Et le lendemain, c’était le 18 novembre. Le fameux, l’indésirable. Un jour record dans mes pires depuis 25 ans. Juste d’écrire ce qui se dessinait pour nous, mon cœur s’emballe. Un peu comme celui de Lou ce matin-là, mais c’était normal post-chirurgie… Le matin, son chirurgien est passé l’examiner, Lou allait bien cliniquement. Clairement, c’était les parents qui gagnaient le prix des plus fatigués.

Au diner, on a décidé de quitter la chambre pour la première fois, laissant Lou à ses précieux grands-parents dans notre petite chambre orangée. Repas romantique à la cafétéria qui signait ma première (& seule, pas peu fière) crise d’angoisse de toute l’aventure. Un peu inexplicable, mais j’ai l’habitude dans l’inexplicabilité des inquiétudes. Et de toute façon, ça aussi, ça devait être normale post-chirurgie, non? On est sortis prendre l’air, se partager nos soucis en les laissant se prendre dans le vent froid de novembre. C’est à notre retour à la chambre qu’on a vu que ça n’allait pas. Avec des yeux rassasiés, c’était plus clair. On a remarqué le teint gris-bof de Lou, malgré le reflet chaud des murs de sa chambre. Il était plus qu’épuisé. J’écrirais qu’il était «léthargique», mais ça me fait trop mal. Aussi, le bruit s’était accentué. Ce petit bruit qualifié de «presque-sanglot» par l’infirmière. «C’est comme s’il n’avait pas envie de pleurer pour vrai, il est épuisé par ce qu’il a vécu, c’est normal.» Quand j’y pense, j’ai mal. Aujourd’hui, je suis capable de vous dire que c’est le son le plus traumatisant que j’aurai entendu de toute ma vie. Un bébé trop fatigué pour pleurer. Voyons.

C’est son père qui a choisi de le développer, de le désemmailloter. Il a touché son ventre et j’ai senti la détresse. Son ventre était un ballon de basket, dur comme jamais. Il ne pleurait plus, il était complètement amorphe. Il mourrait. J’ai crié.

*****

**TÂCHE 1**:
Recopiez à l'identique le passage de l'extrait qui commence par « Et le lendemain, c’était » et se termine par « des plus fatigués. ».
**TÂCHE 2**:
Répondez brièvement à partir de l'extrait :
(a) Quelle date était le lendemain ?
(b) À qui les parents ont-ils confié Lou en quittant la chambre pour la première fois ?
(c) À quoi le ventre de Lou est-il comparé ?

*****

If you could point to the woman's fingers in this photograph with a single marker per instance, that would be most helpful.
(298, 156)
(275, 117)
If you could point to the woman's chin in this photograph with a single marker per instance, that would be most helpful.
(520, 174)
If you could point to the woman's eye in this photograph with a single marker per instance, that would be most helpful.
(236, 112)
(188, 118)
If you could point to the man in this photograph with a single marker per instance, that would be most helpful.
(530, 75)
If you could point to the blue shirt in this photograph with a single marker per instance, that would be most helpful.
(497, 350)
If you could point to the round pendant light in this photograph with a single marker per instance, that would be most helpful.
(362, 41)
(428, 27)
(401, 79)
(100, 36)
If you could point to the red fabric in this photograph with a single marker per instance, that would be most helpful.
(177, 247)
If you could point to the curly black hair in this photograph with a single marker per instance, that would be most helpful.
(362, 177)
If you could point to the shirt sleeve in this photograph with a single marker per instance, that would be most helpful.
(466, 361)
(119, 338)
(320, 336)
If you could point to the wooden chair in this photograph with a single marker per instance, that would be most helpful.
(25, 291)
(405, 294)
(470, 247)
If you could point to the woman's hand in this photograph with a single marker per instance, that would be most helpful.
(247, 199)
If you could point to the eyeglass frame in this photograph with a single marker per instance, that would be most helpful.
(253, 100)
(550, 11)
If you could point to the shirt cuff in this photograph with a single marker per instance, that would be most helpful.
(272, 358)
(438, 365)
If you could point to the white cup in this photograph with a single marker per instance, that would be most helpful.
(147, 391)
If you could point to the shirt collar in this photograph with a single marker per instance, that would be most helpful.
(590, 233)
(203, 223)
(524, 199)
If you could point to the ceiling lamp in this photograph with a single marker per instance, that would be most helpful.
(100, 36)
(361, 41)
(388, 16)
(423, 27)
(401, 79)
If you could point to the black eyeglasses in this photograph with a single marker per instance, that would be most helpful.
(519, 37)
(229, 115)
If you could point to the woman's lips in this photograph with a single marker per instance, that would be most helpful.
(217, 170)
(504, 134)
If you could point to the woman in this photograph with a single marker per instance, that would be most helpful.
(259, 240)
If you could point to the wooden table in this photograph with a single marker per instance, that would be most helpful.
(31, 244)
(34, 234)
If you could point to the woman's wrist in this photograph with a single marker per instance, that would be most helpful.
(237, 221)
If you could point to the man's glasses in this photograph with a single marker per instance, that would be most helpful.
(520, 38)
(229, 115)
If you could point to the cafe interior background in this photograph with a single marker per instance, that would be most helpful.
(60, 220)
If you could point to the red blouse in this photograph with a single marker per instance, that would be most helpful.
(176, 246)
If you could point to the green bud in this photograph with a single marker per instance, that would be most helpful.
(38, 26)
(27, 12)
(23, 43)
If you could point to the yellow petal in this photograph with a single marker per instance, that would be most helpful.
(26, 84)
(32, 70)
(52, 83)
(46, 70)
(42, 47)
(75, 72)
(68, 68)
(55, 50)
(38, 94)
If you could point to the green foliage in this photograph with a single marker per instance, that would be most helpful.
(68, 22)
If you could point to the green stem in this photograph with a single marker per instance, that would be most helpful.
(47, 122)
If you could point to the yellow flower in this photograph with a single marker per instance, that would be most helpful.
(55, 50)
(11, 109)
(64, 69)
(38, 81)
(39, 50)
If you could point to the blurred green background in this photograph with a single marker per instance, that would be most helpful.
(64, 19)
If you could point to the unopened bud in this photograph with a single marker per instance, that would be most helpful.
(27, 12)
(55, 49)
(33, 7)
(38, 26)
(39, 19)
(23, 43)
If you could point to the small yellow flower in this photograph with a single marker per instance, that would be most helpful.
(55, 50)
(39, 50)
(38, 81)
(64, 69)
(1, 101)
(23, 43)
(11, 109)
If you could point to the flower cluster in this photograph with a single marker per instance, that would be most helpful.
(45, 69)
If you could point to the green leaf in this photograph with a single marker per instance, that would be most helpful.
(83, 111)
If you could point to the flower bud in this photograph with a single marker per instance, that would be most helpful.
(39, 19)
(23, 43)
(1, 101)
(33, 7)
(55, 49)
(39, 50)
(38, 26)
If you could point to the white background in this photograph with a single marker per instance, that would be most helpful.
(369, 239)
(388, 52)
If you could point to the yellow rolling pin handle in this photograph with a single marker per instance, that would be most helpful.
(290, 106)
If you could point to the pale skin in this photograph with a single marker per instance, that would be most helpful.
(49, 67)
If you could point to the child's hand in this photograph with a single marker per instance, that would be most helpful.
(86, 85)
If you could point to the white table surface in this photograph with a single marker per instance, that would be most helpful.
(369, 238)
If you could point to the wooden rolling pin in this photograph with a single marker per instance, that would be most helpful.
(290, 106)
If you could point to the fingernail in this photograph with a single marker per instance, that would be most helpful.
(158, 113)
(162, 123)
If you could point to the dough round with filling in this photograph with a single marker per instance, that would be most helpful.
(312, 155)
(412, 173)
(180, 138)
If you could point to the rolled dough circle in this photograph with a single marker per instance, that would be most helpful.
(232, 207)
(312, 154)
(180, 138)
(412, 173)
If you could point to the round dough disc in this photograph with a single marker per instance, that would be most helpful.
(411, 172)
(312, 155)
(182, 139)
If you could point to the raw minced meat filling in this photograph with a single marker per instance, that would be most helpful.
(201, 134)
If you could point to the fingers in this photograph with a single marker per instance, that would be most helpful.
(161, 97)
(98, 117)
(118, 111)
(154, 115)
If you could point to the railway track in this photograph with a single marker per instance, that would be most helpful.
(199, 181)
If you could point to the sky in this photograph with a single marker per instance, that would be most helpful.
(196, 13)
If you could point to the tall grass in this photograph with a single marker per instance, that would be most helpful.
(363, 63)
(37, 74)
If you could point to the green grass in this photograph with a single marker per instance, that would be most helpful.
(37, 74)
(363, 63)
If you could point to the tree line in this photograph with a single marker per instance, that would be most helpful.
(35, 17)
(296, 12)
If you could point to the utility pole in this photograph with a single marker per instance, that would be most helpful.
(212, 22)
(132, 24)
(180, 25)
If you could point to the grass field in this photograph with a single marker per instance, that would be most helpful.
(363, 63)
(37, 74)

*****

**RÉPONSE 1**:
Et le lendemain, c’était le 18 novembre. Le fameux, l’indésirable. Un jour record dans mes pires depuis 25 ans. Juste d’écrire ce qui se dessinait pour nous, mon cœur s’emballe. Un peu comme celui de Lou ce matin-là, mais c’était normal post-chirurgie… Le matin, son chirurgien est passé l’examiner, Lou allait bien cliniquement. Clairement, c’était les parents qui gagnaient le prix des plus fatigués.

**RÉPONSE 2**:
(a) Le 18 novembre.
(b) À ses grands-parents.
(c) À un ballon de basket.